### To be done
Count the lines in the records below that contain the string "plumage". Reply with the number alone.

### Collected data

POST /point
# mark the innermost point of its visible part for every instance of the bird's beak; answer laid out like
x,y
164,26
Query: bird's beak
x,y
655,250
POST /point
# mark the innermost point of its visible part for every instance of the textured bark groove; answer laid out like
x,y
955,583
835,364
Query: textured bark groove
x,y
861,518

* * *

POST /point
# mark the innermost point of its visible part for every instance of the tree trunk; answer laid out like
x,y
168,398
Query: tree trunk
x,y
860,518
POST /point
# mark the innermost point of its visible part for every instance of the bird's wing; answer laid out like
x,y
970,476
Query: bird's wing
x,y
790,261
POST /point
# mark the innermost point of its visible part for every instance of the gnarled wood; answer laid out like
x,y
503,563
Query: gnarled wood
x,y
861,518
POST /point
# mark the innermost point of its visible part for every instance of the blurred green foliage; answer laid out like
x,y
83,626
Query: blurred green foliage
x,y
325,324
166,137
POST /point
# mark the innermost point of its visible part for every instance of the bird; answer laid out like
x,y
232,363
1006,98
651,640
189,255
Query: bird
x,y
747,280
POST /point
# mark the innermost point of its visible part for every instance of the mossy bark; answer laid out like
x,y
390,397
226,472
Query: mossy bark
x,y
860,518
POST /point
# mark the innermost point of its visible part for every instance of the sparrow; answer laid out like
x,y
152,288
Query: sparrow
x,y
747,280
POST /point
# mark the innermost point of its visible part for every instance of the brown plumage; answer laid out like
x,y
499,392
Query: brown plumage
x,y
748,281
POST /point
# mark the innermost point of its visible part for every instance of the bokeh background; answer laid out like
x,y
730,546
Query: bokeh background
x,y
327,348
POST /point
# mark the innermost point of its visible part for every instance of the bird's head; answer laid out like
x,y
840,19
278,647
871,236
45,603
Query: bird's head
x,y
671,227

==

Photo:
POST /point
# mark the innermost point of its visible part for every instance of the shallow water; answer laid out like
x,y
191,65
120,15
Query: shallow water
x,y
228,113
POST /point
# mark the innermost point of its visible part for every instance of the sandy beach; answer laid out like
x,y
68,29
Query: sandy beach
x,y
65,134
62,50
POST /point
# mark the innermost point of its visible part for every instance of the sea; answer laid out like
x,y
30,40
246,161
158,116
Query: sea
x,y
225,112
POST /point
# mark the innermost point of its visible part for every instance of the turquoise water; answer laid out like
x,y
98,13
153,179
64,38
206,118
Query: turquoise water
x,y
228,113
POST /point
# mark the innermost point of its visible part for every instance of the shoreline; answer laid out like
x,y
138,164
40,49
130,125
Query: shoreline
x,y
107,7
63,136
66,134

### Answer to the problem
2